_Task to carry out_: Turn the material below into a numbered list with one line per item, skipping any blank lines and leaving out the pictures.

######

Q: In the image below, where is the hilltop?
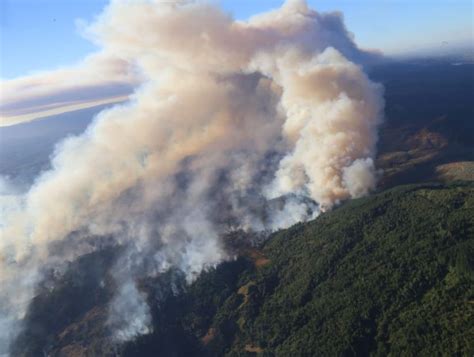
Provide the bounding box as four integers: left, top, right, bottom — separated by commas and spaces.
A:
14, 183, 474, 356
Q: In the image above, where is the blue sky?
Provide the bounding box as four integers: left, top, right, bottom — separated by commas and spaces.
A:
0, 0, 474, 78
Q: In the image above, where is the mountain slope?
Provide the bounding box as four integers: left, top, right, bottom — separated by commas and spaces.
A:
11, 183, 474, 356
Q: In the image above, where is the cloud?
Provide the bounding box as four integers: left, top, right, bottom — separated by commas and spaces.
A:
0, 52, 140, 126
0, 0, 383, 350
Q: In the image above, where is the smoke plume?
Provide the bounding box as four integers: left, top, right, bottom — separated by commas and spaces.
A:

######

_Solved problem_:
1. Q: In the image below, where is the hilltop?
2. Provide the bounding box as four integers: left, top, right, bottom — separated by commas and spaces.
3. A:
4. 14, 183, 474, 356
5. Q: In the image above, where is the blue sky?
6. Provide the bounding box as four integers: left, top, right, bottom — separated by commas and spaces.
7. A:
8. 0, 0, 474, 78
9. Q: In the image above, where is the mountain slope?
10. Provide the bounding box as four integers: left, top, right, bottom — separated by commas and spaces.
11. A:
12. 11, 183, 474, 356
13. Q: In the image above, where is the cloud?
14. Provide the bounding box as four integers: left, top, right, bottom — separated by commas and spaces.
15. A:
16. 0, 52, 140, 126
17. 0, 0, 383, 350
18. Q: In the image above, where is the smoke plume?
19. Provide the bounding box as four integers: left, top, right, bottom — separated by commas and spaces.
20. A:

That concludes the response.